WHAT TO DO: Would you copy each line of the records that includes the word "arched"?

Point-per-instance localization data
# # # # #

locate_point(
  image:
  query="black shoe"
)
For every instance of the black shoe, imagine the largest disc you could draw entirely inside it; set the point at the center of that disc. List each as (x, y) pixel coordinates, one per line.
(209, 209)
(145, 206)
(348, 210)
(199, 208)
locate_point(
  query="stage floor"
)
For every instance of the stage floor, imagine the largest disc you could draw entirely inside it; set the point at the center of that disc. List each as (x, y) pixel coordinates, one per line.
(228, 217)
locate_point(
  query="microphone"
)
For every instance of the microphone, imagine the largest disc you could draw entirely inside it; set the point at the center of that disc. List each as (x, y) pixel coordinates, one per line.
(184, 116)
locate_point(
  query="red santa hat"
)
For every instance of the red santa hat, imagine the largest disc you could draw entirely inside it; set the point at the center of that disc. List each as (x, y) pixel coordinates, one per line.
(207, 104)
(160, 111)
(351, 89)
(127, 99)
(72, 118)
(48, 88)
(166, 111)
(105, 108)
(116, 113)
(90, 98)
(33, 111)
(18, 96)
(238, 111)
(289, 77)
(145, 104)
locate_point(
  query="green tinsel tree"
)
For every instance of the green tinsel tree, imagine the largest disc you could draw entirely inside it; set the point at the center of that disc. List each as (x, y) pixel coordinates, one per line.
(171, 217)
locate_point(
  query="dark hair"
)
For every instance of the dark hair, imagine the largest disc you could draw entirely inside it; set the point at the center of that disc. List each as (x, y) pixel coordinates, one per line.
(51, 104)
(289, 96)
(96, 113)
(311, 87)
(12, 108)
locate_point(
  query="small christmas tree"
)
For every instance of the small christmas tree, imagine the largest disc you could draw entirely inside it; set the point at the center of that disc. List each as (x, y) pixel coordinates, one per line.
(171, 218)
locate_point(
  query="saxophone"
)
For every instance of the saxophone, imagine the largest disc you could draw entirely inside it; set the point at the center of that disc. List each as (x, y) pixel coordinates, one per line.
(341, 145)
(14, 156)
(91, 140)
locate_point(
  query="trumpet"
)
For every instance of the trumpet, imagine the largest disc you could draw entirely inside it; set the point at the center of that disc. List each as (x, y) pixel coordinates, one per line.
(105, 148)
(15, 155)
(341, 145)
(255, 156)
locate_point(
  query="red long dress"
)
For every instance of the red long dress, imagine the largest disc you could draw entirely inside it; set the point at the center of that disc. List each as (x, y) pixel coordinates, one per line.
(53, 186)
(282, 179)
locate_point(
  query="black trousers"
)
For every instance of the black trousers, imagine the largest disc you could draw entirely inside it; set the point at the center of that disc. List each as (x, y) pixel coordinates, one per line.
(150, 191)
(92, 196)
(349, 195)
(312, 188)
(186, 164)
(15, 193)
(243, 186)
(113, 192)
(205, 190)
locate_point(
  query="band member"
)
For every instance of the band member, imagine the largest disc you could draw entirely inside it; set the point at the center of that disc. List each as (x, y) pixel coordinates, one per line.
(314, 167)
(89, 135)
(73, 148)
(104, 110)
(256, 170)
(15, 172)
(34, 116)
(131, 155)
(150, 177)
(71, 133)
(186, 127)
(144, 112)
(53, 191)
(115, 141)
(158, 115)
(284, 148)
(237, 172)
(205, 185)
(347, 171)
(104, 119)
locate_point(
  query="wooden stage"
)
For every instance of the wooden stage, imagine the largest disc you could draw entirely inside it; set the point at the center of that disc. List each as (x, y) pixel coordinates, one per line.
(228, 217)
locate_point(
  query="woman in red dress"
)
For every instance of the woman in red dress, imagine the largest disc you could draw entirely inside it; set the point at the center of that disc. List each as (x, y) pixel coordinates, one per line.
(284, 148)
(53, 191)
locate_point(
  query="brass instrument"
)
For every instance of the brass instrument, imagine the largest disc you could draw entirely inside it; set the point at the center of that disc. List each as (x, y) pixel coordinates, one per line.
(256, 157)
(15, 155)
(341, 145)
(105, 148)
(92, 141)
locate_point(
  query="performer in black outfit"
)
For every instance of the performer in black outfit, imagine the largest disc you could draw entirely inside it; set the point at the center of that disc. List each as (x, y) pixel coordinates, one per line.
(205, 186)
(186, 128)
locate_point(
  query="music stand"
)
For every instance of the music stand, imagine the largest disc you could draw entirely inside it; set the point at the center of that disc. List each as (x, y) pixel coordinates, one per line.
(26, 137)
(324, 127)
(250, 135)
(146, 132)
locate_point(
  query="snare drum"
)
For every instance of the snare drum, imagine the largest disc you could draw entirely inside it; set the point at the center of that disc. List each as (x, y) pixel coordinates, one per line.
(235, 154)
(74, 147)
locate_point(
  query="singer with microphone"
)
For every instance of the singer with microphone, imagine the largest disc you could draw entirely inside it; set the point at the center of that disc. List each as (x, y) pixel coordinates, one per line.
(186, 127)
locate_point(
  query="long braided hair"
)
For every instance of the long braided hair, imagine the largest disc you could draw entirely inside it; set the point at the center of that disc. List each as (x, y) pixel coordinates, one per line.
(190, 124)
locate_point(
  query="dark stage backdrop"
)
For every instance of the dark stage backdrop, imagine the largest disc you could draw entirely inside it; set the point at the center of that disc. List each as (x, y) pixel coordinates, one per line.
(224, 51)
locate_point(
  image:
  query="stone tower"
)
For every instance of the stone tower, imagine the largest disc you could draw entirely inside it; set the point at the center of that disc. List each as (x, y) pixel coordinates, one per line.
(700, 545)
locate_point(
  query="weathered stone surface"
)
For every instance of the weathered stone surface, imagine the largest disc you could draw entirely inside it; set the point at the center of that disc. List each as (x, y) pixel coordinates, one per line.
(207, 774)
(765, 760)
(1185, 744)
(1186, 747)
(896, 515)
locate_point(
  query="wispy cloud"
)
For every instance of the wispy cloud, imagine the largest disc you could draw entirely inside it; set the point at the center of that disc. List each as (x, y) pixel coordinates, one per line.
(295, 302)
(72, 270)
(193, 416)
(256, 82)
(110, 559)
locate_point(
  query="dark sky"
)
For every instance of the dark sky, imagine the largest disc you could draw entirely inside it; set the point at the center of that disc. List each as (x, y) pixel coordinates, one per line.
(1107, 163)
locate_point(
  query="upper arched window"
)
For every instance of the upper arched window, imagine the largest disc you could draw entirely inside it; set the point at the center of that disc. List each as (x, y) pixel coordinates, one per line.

# # # # #

WRITTEN SOLUTION:
  query="upper arched window"
For every instance of the upper arched window, imagine the largest disc you could draw entirely inside it; set the point at the center of that disc. List each as (x, y) pixel coordinates, one per line.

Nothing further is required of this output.